_Aufgabe A_: Filtere aus der Liste jede Zeile heraus, in der das Wort „dirt“ vorkommt, und gib genau diese Zeilen wieder.

_Auszug der Seite_:

_ _ _ _

# New World von Amazon Games erscheint am 26. Mai 2020



## Jeretxxo (13. Dezember 2019)

Ab sofort kann man sich das Spiel New World von Amazon Games vorbestellen, es soll am 26. Mai 2020 erscheinen.

Dabei handelt es sich um ein Open World MMO mit PvPvE Einschlag und dürfte damit die größte Entwicklung bis dato bei Amazon Games darstellen und neben dem Brawler "Coffence" das einzige fertige Spiel welches die Lumberyard Engine, eine stark modifizierte Cry-Engine auf dem PC verwendet.

_ _ _ _

_Aufgabe B_:
Beantworte zum Forenbeitrag über New World diese Fragen:
(i) An welchem Tag soll das Spiel erscheinen?
(ii) Welche Engine nutzt das Spiel, und was ist diese Engine laut Beitrag?
(iii) Wie heißt der Brawler, der dieselbe Engine verwendet?

Einträge zum Zeigen und Beschriften
_ _ _ _

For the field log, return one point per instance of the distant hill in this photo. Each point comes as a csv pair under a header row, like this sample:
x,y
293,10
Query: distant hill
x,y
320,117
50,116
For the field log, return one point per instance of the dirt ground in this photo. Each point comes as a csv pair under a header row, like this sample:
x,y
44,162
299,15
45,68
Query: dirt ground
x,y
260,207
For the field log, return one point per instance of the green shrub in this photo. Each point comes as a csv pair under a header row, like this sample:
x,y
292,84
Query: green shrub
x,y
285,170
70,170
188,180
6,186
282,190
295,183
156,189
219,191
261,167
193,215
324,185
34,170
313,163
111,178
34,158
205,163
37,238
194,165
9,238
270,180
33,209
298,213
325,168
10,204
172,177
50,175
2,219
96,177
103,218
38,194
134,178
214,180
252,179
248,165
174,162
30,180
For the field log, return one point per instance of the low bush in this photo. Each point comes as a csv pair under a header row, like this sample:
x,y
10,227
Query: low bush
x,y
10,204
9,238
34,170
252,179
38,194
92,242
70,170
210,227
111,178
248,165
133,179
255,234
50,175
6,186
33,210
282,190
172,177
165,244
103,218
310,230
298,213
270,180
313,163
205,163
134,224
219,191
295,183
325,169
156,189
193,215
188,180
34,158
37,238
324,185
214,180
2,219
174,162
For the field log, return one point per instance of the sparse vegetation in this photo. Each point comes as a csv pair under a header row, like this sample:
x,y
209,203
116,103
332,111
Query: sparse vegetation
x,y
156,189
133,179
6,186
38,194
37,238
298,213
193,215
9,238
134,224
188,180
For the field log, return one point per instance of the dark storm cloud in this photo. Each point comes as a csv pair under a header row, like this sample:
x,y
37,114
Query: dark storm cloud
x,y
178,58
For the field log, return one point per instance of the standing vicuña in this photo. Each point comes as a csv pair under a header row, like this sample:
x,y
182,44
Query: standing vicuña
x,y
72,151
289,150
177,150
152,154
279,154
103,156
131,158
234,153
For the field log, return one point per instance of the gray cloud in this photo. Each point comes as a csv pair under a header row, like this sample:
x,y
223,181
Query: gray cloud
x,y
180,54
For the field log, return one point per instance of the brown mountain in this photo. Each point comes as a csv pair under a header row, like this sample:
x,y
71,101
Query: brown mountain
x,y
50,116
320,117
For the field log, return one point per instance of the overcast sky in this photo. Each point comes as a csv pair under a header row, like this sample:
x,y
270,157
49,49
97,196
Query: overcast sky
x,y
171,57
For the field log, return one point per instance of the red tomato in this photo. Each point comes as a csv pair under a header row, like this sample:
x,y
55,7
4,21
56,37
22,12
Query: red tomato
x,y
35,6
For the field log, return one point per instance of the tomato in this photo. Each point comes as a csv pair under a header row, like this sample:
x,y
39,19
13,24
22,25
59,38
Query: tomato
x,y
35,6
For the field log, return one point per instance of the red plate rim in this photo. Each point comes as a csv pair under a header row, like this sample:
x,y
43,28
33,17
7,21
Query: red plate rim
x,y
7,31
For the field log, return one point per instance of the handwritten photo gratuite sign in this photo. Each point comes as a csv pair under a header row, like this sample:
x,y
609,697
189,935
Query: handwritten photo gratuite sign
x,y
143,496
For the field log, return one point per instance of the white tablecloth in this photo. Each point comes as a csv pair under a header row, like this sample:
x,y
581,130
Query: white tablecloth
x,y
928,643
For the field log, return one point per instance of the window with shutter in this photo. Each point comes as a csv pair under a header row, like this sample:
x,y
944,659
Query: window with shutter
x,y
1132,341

_ _ _ _

_Lösung A_:
For the field log, return one point per instance of the dirt ground in this photo. Each point comes as a csv pair under a header row, like this sample:
Query: dirt ground

_Lösung B_:
(i) Am 26. Mai 2020.
(ii) Die Lumberyard Engine, eine stark modifizierte Cry-Engine.
(iii) „Coffence“.